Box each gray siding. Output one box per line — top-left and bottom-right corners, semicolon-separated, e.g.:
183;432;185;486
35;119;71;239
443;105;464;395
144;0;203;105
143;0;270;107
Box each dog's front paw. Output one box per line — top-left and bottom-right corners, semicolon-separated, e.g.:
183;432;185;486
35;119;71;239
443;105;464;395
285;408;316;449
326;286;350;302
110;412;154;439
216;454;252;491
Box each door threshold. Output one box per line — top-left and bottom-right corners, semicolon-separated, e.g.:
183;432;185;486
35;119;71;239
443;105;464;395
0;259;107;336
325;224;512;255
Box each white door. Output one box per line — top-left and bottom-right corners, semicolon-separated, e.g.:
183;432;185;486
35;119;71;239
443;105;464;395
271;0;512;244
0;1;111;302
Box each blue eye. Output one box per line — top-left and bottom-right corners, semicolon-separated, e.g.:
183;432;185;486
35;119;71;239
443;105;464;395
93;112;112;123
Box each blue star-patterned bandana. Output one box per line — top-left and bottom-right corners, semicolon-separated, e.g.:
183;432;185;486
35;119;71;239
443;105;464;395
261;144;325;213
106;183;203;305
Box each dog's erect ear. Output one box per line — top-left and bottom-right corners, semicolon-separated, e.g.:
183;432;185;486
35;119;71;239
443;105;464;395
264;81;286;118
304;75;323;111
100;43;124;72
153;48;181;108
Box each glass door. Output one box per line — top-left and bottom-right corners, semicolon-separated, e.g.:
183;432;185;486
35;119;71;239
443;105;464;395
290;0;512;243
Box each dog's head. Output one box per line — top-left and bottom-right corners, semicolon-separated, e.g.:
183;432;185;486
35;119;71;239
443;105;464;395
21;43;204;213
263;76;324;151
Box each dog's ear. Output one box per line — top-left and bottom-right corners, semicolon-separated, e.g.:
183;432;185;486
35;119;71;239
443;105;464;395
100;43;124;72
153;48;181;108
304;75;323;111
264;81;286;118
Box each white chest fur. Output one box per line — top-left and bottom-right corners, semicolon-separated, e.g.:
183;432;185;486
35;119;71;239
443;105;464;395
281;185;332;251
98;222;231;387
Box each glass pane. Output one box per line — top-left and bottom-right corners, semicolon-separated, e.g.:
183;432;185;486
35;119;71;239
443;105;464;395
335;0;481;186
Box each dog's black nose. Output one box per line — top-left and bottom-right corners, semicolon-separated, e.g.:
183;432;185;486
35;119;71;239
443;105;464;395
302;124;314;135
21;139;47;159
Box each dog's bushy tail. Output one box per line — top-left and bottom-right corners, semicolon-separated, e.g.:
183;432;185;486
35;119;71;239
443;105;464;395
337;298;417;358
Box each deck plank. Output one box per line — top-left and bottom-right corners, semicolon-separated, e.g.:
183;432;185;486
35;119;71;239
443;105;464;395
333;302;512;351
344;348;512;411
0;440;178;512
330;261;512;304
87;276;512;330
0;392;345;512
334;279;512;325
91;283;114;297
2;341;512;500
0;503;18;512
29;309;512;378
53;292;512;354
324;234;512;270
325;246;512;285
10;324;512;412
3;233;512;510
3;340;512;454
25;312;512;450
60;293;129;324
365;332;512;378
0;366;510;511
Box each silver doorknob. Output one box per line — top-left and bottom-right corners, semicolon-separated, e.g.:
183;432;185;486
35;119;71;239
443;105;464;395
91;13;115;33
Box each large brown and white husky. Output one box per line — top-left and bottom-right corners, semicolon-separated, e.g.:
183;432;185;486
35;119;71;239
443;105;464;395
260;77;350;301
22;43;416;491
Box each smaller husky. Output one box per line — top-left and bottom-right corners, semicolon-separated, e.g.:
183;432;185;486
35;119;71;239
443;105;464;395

[Action item] Everything in the records above should be written out again exactly.

[Reply]
Box each gray siding. Output one box per line — top-left and bottom-right corners, semicolon-separated, e.g.:
183;432;185;486
35;119;71;239
443;105;464;395
144;0;203;105
143;0;270;107
Box each dog's front paw. Output one box per line — top-left and bottom-right corners, semicolon-separated, e.g.:
183;432;185;486
35;119;71;239
443;105;464;395
285;408;316;449
326;286;350;302
110;412;154;439
216;454;252;491
Box each door threshold. Output one box per line — top-left and bottom-right corners, semicolon-separated, e.g.:
183;432;185;486
35;119;71;239
443;105;464;395
0;259;107;336
325;224;512;255
Box each white door. Output one box per line — top-left and bottom-right corners, semicolon-separated, e.g.:
183;432;185;486
35;119;71;239
443;105;464;395
271;0;512;244
0;1;111;302
Box each blue eye. Output one box per line — top-left and bottom-right corners, semicolon-separated, e.g.:
183;432;185;486
35;119;71;239
443;105;464;395
93;112;112;123
Box each blue star-patterned bandana. Output one box per line — top-left and bottom-right corners, semicolon-separated, e.g.:
183;432;185;486
35;119;71;239
443;105;464;395
261;144;325;213
106;183;203;305
Box each dog's erect ear. Output one box per line — top-left and bottom-right corners, semicolon-separated, e.g.:
183;432;185;486
35;119;71;239
443;105;464;395
264;81;286;118
304;75;323;111
100;43;124;72
153;48;181;108
Box each glass door. Output one box per line — top-left and bottom-right corners, semicolon-separated, e.g.:
183;432;185;486
35;119;71;239
443;105;464;395
290;0;512;243
Box each dog's head. Output one box per line — top-left and bottom-right corners, semicolon-separated, e.g.:
183;432;185;486
35;119;71;239
443;105;464;395
21;43;204;213
263;76;324;151
Box each dog's ear. Output one box per line — top-left and bottom-right corners, semicolon-separated, e.g.:
183;432;185;486
35;119;71;239
443;105;464;395
100;43;124;72
153;48;181;108
304;75;323;111
264;81;286;118
Box each white chest fur. Output one box per line — top-left and bottom-right corners, semicolon-separated, e.g.:
183;432;185;486
35;119;71;239
443;105;464;395
281;185;332;251
98;222;231;387
Box each glass pane. Output one box per line — top-left and bottom-right corners, semicolon-separated, e.g.:
183;432;185;486
35;119;71;239
443;105;464;395
335;0;481;186
Box each dog's black nose. Output one box per line — top-left and bottom-right corners, semicolon-separated, e.g.:
183;432;185;486
35;119;71;239
443;105;464;395
302;124;314;135
21;139;47;159
Box each dog's bushy tail. Output one box per line — top-left and bottom-right corners, semicolon-separated, e.g.:
183;432;185;486
35;119;71;239
443;105;464;395
337;298;417;358
Box each deck plank. Output one box per line — top-left and bottom-right corners, semicolon-separated, e.g.:
183;432;185;486
35;119;71;239
443;105;464;395
333;302;512;351
344;348;512;411
0;440;178;512
330;261;512;304
87;276;512;330
0;392;345;512
334;279;512;325
91;283;114;297
2;341;512;500
0;503;18;512
29;309;512;378
53;292;512;354
324;234;512;270
325;246;512;285
10;324;512;412
3;233;512;510
3;340;512;454
25;312;512;450
60;293;129;324
365;332;512;378
0;366;510;511
Box each silver doorknob. Output one box per line — top-left and bottom-right corners, semicolon-separated, e.g.:
183;432;185;486
35;119;71;239
443;105;464;395
91;13;115;33
Box each large brown and white husky. Output one box per line — top-left and bottom-right corners, semicolon-separated, e.g.:
183;432;185;486
35;119;71;239
443;105;464;395
260;77;350;301
22;43;416;491
Box each smaller husky. Output one box per line — top-left and bottom-right corners, semicolon-separated, e.g.:
183;432;185;486
35;119;71;239
443;105;464;395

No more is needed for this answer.